Fragmento:
↓↓↓

Habla con entusiasmo, sin descuidar el café.
-Admiro
a los hombres congruentes en las palabras con sus acciones-. Afirma
de pronto, mirando la caída del sol en la ciudad. –Hay muchos
autores que como personas no merecen los libros que han escrito, por
lo que prefiero los libros.
Y
sé que estas palabras encajan bien en su figura. Miguel estuvo preso
-en 1963- por sus convicciones políticas, luego fue enviado al
exilio, con la prohibición de volver a su tierra, como la antigua
Grecia desterró a Temístocles, uno de sus hijos más queridos.
-Yo
no escogí el país, lo escogió la dictadura-, reacciona ante mi
inquietud. Quisieron tenerle lo más lejos posible de Ecuador por
considerarle un sujeto de alto riesgo para la seguridad interna.
Méjico aceptó darle refugio, y de allí su nostalgia y
agradecimiento con el país de los charros. Los demás perseguidos
políticos fueron expulsados a Chile.

↑↑↑

[Elementos de una colección de etiquetado]
↓↓↓

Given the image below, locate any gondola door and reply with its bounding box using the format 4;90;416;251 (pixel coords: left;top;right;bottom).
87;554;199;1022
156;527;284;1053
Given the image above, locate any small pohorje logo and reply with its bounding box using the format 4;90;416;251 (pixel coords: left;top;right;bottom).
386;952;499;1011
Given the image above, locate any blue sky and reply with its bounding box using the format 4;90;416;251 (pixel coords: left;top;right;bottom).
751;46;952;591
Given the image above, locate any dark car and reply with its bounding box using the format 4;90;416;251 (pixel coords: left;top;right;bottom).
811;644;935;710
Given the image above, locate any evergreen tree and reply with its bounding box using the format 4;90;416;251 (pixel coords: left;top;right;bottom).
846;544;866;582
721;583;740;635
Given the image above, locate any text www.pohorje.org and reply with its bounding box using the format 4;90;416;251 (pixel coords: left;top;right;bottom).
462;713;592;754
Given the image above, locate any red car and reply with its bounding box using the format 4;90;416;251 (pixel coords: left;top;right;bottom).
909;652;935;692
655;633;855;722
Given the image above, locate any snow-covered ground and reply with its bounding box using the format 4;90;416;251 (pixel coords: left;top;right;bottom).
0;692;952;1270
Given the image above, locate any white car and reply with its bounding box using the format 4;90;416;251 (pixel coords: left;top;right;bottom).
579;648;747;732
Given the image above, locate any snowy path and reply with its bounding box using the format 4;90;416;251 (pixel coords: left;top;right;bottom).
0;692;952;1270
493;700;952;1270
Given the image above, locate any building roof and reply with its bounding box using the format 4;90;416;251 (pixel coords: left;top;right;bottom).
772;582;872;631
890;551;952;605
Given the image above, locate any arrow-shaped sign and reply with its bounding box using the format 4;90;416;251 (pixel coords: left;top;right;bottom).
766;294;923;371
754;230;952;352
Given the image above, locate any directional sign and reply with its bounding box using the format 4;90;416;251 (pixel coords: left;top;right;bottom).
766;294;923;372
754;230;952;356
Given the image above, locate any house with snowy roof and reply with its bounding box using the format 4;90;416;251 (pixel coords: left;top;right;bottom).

↑↑↑

Enunciado 1:
Copia literalmente el fragmento sobre el exilio de Miguel entre "Méjico aceptó darle" y "expulsados a Chile.", ambos incluidos.
Enunciado 2:
Según el fragmento sobre el exilio de Miguel, ¿a qué país fueron expulsados los demás perseguidos políticos?
Enunciado 3:
Prolonga el fragmento sobre el exilio de Miguel a partir de su última oración.

Respuesta 1:
Méjico aceptó darle refugio, y de allí su nostalgia y
agradecimiento con el país de los charros. Los demás perseguidos
políticos fueron expulsados a Chile.

Respuesta 2:
A Chile.

Respuesta 3:
Entonces
viene de modo inevitable la pregunta: ¿Cuál ha sido la actitud de
los intelectuales ecuatorianos durante los últimos años de
democracia? Servilismo, silencio, que es igual a complicidad.
-No
me arrepiento de nada-, me confía Miguel. –Mis pecados son
veniales. ¿En qué insistiría? ¡Pues en la escritura! -Añade con
entusiasmo.
Yo
le recuerdo que en Méjico los medios se dirigen a él con la palabra
Maestro. –No es importante, aquí en cambio te doctoran a cada
momento-, responde.
-El
libro es un intento de comunicación-, insiste, -de ahí que el
lector es muy importante en este proceso.
¿Qué
esperas de tus libros, Miguel?-, me atrevo a interrumpirle.
–Nada-,
contesta en seguida. –Me gustaría que se leyeran. Les di la vida,
o ellos me la dieron a mí, y hoy que han crecido deben ir a
encontrar su lugar en el mundo; al fin de cuentas, los hijos
abandonan a sus viejos, ¿no es así?-. Yo muevo apenas mi cabeza.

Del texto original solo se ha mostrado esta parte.